## [EXERCISE]
Give only the number of lines in the records below that contain the word "banner".

## [DATA]
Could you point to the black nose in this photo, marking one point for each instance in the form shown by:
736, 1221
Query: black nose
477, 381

* * *

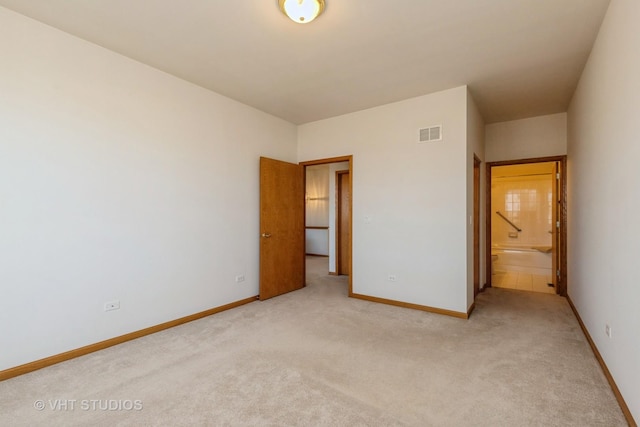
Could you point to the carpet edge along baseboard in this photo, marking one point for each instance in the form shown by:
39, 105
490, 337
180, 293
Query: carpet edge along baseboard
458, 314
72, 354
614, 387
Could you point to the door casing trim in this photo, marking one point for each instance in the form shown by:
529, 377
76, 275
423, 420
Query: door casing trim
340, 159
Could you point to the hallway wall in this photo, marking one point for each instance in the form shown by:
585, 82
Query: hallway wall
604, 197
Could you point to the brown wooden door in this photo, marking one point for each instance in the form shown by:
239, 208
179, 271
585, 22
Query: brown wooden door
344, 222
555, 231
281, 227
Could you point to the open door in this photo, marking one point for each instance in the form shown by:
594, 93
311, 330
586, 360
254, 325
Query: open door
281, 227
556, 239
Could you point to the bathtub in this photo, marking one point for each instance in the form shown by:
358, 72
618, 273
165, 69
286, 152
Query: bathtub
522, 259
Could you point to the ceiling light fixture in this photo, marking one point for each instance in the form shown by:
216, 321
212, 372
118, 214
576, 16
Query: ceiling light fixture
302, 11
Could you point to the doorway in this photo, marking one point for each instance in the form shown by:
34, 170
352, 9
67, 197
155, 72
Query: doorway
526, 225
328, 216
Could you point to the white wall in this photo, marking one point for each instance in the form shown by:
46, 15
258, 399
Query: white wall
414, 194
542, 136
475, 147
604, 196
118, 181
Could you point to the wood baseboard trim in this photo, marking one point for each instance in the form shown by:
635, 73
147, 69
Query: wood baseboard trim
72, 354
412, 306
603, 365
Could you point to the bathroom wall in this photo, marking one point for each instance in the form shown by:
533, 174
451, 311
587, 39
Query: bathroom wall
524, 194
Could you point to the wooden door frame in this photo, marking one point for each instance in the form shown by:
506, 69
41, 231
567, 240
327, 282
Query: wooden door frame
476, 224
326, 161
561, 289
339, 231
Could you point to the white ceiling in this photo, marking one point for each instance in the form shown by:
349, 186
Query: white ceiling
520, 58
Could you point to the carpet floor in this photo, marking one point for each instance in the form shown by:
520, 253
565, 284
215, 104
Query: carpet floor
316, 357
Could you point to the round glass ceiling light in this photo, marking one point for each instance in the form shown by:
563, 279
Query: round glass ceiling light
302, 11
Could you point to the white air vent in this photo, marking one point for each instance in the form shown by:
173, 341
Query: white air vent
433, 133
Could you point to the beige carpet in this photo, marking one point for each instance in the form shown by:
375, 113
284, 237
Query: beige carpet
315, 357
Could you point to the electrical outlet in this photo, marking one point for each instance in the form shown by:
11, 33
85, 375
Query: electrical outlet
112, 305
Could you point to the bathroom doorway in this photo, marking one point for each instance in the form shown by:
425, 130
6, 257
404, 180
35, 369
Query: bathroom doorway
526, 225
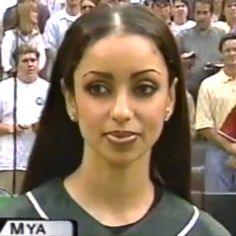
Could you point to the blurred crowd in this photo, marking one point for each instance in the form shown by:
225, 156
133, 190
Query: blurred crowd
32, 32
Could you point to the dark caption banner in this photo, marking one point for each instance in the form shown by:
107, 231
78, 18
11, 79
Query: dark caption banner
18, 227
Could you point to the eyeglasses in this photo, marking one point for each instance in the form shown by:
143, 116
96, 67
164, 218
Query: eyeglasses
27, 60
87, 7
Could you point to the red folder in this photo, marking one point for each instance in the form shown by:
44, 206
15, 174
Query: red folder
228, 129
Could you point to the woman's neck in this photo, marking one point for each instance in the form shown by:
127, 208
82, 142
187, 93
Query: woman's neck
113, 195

--

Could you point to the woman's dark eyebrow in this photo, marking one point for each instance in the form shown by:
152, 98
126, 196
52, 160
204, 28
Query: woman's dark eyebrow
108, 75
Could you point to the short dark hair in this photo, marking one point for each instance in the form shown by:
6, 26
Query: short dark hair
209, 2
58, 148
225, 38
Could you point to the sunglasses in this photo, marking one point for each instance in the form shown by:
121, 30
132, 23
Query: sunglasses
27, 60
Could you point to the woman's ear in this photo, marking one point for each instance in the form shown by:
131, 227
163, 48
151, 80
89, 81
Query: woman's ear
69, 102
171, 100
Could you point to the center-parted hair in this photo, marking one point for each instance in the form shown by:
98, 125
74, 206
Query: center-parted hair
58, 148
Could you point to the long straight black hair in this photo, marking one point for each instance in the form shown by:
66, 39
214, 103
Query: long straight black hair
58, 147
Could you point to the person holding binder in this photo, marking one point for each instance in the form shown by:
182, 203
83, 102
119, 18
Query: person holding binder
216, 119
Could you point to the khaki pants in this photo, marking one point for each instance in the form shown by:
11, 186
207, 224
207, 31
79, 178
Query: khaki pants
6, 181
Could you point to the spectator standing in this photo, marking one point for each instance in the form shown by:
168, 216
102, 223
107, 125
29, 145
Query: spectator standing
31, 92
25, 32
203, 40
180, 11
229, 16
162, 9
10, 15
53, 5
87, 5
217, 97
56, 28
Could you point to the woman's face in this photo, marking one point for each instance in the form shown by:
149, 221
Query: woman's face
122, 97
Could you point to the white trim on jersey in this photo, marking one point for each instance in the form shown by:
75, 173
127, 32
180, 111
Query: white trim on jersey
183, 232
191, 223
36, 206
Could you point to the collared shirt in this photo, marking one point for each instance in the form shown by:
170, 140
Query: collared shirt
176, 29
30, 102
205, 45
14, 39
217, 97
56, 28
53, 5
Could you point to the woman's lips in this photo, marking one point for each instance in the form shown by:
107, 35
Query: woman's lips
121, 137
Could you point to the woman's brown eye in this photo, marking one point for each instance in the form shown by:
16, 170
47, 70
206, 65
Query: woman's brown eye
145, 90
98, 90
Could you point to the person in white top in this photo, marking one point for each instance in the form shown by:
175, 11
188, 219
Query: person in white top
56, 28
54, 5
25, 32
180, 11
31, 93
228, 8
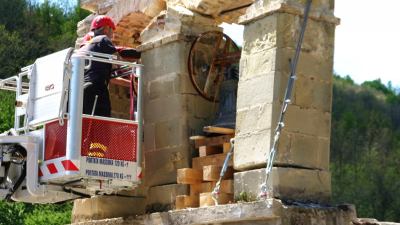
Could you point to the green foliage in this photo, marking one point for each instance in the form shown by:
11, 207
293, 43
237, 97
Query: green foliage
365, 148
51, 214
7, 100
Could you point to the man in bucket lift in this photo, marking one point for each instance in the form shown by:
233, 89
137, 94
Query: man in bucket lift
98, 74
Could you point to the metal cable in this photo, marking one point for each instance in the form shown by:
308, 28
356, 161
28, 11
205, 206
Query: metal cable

## [SOLUTION TO THE PROBLEM]
2